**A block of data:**

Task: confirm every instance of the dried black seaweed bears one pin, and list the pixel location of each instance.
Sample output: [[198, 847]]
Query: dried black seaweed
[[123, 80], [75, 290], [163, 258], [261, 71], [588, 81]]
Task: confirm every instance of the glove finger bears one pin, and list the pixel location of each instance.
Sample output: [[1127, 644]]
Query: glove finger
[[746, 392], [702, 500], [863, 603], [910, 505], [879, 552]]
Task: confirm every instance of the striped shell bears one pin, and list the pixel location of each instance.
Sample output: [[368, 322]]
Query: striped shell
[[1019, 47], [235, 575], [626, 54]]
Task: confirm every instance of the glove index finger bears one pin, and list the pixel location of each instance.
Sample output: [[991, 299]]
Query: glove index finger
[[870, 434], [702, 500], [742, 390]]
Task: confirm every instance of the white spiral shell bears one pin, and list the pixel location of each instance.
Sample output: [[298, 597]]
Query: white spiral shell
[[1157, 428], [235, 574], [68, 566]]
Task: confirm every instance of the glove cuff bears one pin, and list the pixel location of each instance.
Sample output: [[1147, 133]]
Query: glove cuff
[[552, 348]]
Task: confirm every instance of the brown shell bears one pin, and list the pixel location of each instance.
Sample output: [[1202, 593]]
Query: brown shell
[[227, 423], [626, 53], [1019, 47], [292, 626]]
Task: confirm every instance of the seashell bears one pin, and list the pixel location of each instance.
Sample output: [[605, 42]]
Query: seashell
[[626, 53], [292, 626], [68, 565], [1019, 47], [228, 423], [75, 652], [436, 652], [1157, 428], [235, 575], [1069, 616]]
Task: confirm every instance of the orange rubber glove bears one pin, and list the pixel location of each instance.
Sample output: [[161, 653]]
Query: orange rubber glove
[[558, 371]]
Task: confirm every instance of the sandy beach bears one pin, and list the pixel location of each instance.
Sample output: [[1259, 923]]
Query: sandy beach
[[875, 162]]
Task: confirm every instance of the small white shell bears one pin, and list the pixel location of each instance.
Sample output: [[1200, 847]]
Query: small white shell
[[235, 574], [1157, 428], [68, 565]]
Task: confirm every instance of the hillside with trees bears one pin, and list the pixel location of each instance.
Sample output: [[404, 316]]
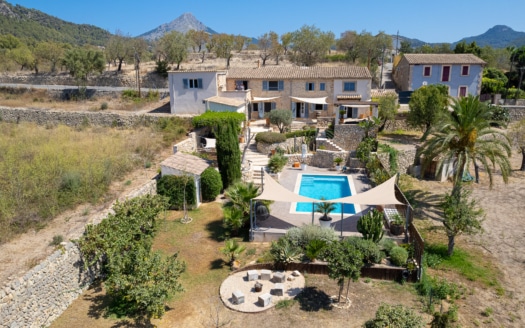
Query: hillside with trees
[[35, 25]]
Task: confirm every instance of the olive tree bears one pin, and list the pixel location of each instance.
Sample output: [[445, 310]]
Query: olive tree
[[344, 261], [310, 45]]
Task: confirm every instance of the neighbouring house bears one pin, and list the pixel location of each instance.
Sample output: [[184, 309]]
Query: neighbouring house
[[194, 92], [307, 91], [461, 73], [186, 164]]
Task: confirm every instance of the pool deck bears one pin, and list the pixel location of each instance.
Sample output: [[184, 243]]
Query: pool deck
[[281, 217]]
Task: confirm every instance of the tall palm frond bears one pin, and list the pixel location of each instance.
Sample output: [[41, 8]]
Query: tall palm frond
[[465, 135]]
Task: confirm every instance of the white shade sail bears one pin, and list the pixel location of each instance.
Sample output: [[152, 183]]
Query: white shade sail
[[274, 191], [384, 194], [317, 101]]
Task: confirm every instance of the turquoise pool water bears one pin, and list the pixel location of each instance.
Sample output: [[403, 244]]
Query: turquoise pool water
[[327, 186]]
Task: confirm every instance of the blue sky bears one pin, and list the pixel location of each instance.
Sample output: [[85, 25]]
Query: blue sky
[[430, 21]]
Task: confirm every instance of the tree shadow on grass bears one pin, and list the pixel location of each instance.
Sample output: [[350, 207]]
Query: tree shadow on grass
[[312, 299], [216, 230], [102, 306]]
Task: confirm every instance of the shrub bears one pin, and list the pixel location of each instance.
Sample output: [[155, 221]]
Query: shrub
[[301, 133], [270, 137], [369, 249], [395, 316], [370, 225], [314, 249], [301, 236], [211, 184], [173, 187], [277, 163], [398, 256]]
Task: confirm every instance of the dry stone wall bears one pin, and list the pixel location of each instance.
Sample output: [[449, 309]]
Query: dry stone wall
[[43, 293]]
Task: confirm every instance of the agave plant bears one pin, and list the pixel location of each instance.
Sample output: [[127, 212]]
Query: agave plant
[[232, 250]]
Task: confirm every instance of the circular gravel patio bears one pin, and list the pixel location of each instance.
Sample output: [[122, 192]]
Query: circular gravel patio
[[239, 282]]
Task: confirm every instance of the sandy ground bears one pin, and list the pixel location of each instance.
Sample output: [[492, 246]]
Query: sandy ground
[[504, 207]]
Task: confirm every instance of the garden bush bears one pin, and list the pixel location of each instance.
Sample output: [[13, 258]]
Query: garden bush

**Short task:** Rewrite the records with "pixel location" changed to "pixel coordinates" at every occurrence and everything else left as it is. Leave the pictures out of your answer.

**Correct result:**
Task: confirm every instance of the dried black seaweed bears one pin, and list the pixel coordinates of each instance.
Sample output: [[198, 847]]
Query: dried black seaweed
[[123, 80], [75, 290], [163, 258], [261, 71], [588, 81]]
Task: confirm every instance of the glove finger bears one pin, and list the pixel coordinates of each instance.
Sample output: [[1127, 644]]
Query: glove finger
[[746, 392], [702, 500], [863, 603], [910, 505], [879, 552]]
Task: confirm every instance of the striped shell bears one pin, and list the pixel coordinates of each instance.
Sample output: [[368, 322]]
Query: striped shell
[[1019, 47], [235, 575], [626, 54]]
Task: confirm every instance of the glove index finger bears one pin, and list the pixel coordinates of each instance.
Sample output: [[991, 299]]
Query: glove index finger
[[870, 434], [702, 500], [742, 390]]
Task: confirm every instance of the white spiral shell bears one pin, and list the pixel coordinates of each instance.
Sample output: [[298, 597]]
Query: white spiral shell
[[1157, 428], [235, 574], [68, 566]]
Task: confirm every instance of the glove cuff bears one pin, and list the pixel coordinates of each instance.
Sample output: [[1147, 133]]
Query: glove cuff
[[552, 348]]
Task: confirm every instance of the brown shell bears one pin, and list the pixel coordinates of each instance.
Sample output: [[1202, 593]]
Query: brown shell
[[227, 423], [626, 53], [1019, 47], [292, 626]]
Task: confirm every instance of the seashell bears one pin, and list the pixel coordinates of each instance.
Sample output: [[605, 42]]
Query: seashell
[[626, 53], [292, 626], [68, 565], [1019, 47], [228, 423], [75, 652], [436, 652], [1157, 428], [235, 575], [1069, 616]]
Task: confirm every instance of the orange rubber glove bears one pin, and list the pixel coordinates of each instance.
Sample output: [[161, 653]]
Query: orange rubber glove
[[558, 371]]
Task: confirm every instance of the sandy beach bears one pin, and list the pixel coordinates of each instance.
Sample output: [[1259, 923]]
Query: sandy beach
[[875, 162]]
Task: confirm every instance of the small white shell bears one pin, and list the pixel coordinates of each instance.
Sample output: [[1200, 847]]
Query: small white shell
[[235, 574], [1157, 428], [68, 565]]
Task: confirm every instance of the hillside with trees bears one pin, and list the pixel coordinates of each instance.
Sample output: [[404, 316]]
Query: hillside with trees
[[35, 25]]
Task: confirm every instance of the olive tree bears one pin, and list the pixel coordinates of each instance.
Sample output: [[445, 310]]
Query: olive tree
[[344, 261], [310, 45]]
Task: confirm every instance of the neighbouring house bears one pin, and list the pixel coordinates of each instance.
Sample output: [[184, 309]]
Query: neighbouring house
[[194, 92], [307, 91], [461, 73], [186, 164]]
Task: confirm every instance of the pool deck bears one pin, and list the pixel coordinates of each instance.
Sample output: [[184, 243]]
Query: pool deck
[[281, 217]]
Task: confirm every instance of the tall palm frond bears one pin, and list the pixel coordinates of each instance.
Sample output: [[41, 8]]
Query: tall palm frond
[[465, 135]]
Task: confirm every instance of the white shade sail bears one pin, and list the pixel coordinates of each instance.
Sample output: [[152, 183]]
Query: white shade sail
[[274, 191], [384, 194], [317, 101]]
Task: confirm every instance of the turquoise pool water bears one pin, and list the pixel coordinates of each instance.
Sample output: [[403, 244]]
Query: turquoise pool water
[[327, 186]]
Task: confirm every instance of the blue sky bears one pin, and list the pixel coordinates of each instance.
Sample output: [[85, 25]]
Query: blue sky
[[430, 21]]
Task: confirm every instance of the tree shadow on grass bears one pin, and list the pixel coordinates of each instance.
Sample output: [[350, 207]]
Query: tree shadow on grass
[[312, 299], [216, 230], [102, 306]]
Task: confirm every instance of the shrub bears one pin, and list the pixel coordinates of each instance.
Sample output: [[155, 221]]
Query: shrub
[[301, 133], [270, 137], [369, 249], [395, 316], [370, 225], [314, 249], [301, 236], [211, 184], [173, 187], [277, 163], [398, 256]]
Task: confirm every instance of the dry stone wall bears one pin, and list the pixel coordinates of each instance.
Sample output: [[449, 309]]
Query: dry stone wall
[[43, 293]]
Task: confirm every instance of the agave plant bears one pin, and list the pixel coordinates of each instance.
Sample output: [[127, 212]]
Query: agave plant
[[232, 250]]
Task: confirm every instance of the circular gravel patio bears one pin, and list the pixel coordinates of each instance.
Sample output: [[122, 192]]
Query: circular gravel patio
[[239, 282]]
Task: confirm every instance of the sandy ground bears one pin, and list the pixel coordinates of each instance.
Sample output: [[492, 246]]
Query: sandy ground
[[504, 207]]
Task: confirm every instance of the garden bush bears one pin, and list the pixel coordinates of each instance.
Sample output: [[13, 258]]
Query: garden bush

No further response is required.